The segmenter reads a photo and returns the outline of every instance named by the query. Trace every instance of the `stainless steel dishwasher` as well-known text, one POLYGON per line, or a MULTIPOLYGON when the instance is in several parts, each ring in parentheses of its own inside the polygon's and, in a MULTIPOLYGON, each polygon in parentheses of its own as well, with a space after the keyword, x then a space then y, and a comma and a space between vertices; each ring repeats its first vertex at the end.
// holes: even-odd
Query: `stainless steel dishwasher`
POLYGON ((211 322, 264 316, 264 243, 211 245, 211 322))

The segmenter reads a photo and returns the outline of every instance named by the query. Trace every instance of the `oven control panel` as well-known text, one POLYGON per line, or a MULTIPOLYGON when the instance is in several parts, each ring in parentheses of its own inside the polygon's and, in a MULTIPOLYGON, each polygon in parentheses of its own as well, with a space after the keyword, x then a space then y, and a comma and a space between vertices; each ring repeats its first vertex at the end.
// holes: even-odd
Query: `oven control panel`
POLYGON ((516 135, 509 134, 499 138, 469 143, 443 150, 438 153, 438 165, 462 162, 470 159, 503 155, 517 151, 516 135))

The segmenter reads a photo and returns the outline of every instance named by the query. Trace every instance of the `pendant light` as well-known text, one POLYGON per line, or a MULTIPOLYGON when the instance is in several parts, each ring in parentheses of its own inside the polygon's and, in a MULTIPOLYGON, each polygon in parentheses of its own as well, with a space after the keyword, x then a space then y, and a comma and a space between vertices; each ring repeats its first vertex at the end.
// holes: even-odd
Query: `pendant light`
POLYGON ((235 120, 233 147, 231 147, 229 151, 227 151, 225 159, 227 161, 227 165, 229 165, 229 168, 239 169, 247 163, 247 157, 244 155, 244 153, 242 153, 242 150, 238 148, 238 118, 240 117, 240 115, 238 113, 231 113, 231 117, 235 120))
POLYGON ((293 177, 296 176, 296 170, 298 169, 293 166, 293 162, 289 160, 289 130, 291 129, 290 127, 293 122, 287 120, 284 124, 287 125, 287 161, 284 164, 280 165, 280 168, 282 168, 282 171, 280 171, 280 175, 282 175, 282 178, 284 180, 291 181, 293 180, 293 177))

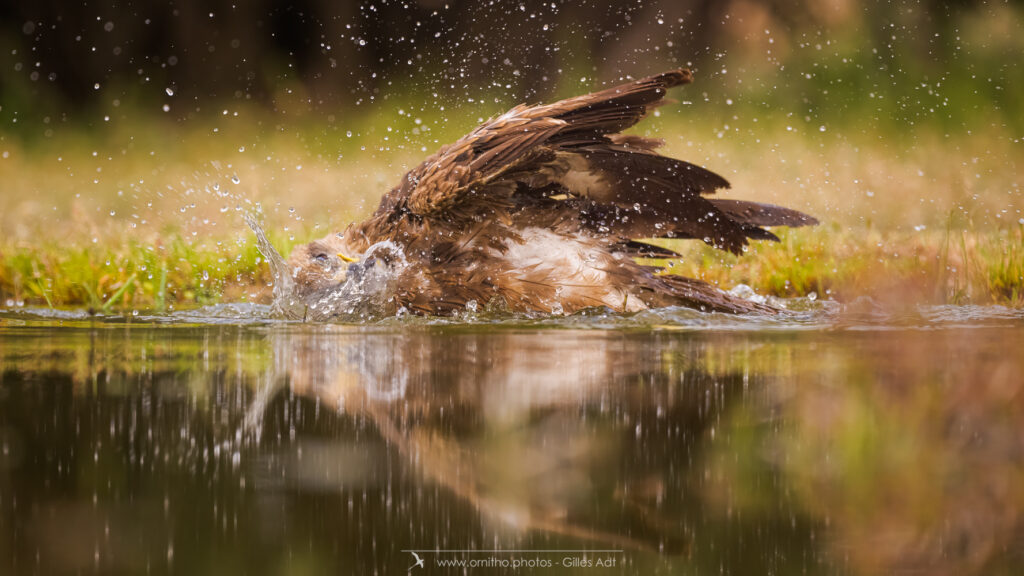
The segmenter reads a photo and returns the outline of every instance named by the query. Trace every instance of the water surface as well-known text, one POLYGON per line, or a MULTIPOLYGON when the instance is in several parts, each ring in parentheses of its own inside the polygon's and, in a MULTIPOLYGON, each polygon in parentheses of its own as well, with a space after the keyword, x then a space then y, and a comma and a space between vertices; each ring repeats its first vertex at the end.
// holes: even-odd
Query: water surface
POLYGON ((0 312, 0 572, 1024 569, 1020 312, 805 304, 0 312))

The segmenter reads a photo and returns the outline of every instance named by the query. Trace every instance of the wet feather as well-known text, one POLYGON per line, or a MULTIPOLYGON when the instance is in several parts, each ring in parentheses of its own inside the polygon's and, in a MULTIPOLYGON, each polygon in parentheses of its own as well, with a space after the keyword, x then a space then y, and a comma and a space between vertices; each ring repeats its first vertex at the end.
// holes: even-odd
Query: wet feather
POLYGON ((351 284, 353 269, 325 267, 318 254, 358 256, 386 242, 402 265, 375 259, 391 271, 380 283, 382 313, 452 314, 474 302, 544 313, 772 311, 634 259, 668 252, 641 238, 696 238, 740 253, 749 240, 777 240, 764 227, 817 223, 789 208, 710 198, 729 187, 724 178, 660 155, 660 140, 619 133, 692 79, 672 70, 484 122, 409 171, 370 218, 297 248, 296 297, 316 304, 351 284))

################

*Exercise goal:* The answer should consist of all the records, duplicated exactly, with no images included.

*Task solution:*
The segmenter reads a photo and returns the outline of every instance named by the query. Trace every instance of the `stainless steel dishwasher` as well-known text, one POLYGON per line, or a MULTIPOLYGON when the instance is in several parts, each ring in parentheses of its own inside the polygon's and, in a MULTIPOLYGON, each polygon in parentheses of its own as well, with a space after the keyword, x then a space then y, and a comma and a space between vertices; each ring repeats its first vertex at the end.
// holes: even-odd
Query: `stainless steel dishwasher`
POLYGON ((211 322, 264 316, 264 243, 211 245, 211 322))

The segmenter reads a photo and returns the outline of every instance named by the query. Trace every instance of the `oven control panel` as well-known text, one POLYGON per line, or a MULTIPOLYGON when the instance is in several parts, each ring in parentheses of its own inside the polygon's and, in a MULTIPOLYGON, each polygon in parentheses of its own as well, with a space after the keyword, x then a space then y, and a comma and a space between vertices; each ring repeats its first vertex at the end.
// holes: even-odd
Query: `oven control panel`
POLYGON ((516 135, 509 134, 499 138, 469 143, 443 150, 438 153, 438 165, 462 162, 470 159, 503 155, 517 151, 516 135))

The segmenter reads a photo and returns the outline of every instance named by the query. Trace every instance of the `pendant light` as well-known text, one POLYGON per line, or a MULTIPOLYGON when the instance is in several parts, each ring in parentheses of its own inside the polygon's and, in a MULTIPOLYGON, each polygon in parentheses of its own as well, with a space after the keyword, x then a space then y, and a comma and a space between vertices; each ring repeats its first vertex at the end.
// holes: even-odd
Query: `pendant light`
POLYGON ((235 120, 233 147, 231 147, 229 151, 227 151, 225 159, 227 161, 227 165, 229 165, 229 168, 239 169, 247 163, 247 157, 244 155, 244 153, 242 153, 242 150, 238 148, 238 118, 240 117, 240 115, 238 113, 231 113, 231 117, 235 120))
POLYGON ((293 177, 296 176, 296 170, 298 169, 293 166, 293 162, 289 160, 289 130, 291 129, 290 127, 293 122, 287 120, 284 124, 287 125, 287 161, 284 164, 280 165, 280 168, 282 168, 282 171, 280 171, 280 175, 282 175, 282 178, 284 180, 291 181, 293 180, 293 177))

The segmenter reads a photo and returns the outline of every instance named by the query. Trace every instance of the water surface as well-known text, one POLYGON per line, or a MULTIPOLYGON when the instance is in several parts, each ring in parentheses of its own inside the polygon's and, in a MULTIPOLYGON, each polygon in parentheses of its own as well, with a space after the keyword, x then a space then y, and a comma and a space between vertices; each ring repeats its first vertex at the end.
// holes: even-odd
Query: water surface
POLYGON ((0 312, 0 572, 1024 569, 1020 312, 805 304, 0 312))

The segmenter reads a photo and returns the outline of every instance named by the query. Trace every instance of the wet feather as well-known text, one POLYGON per line, or a MULTIPOLYGON when the instance is in several parts, each ring in parentheses of its own inside the polygon's and, in a MULTIPOLYGON, each polygon in parentheses of its own as well, with a space after the keyword, x then a space then y, and a comma and a space between vertices; each ring repeats its first vertex at the end.
// holes: even-odd
Query: wet feather
POLYGON ((351 284, 353 269, 325 267, 318 254, 358 256, 386 242, 402 265, 375 259, 391 271, 380 283, 382 313, 452 314, 474 302, 544 313, 772 311, 634 259, 668 252, 641 238, 696 238, 740 253, 749 240, 777 240, 764 227, 817 223, 789 208, 710 198, 729 187, 724 178, 660 155, 660 140, 619 133, 692 79, 672 70, 484 122, 409 171, 370 218, 297 248, 296 297, 316 304, 351 284))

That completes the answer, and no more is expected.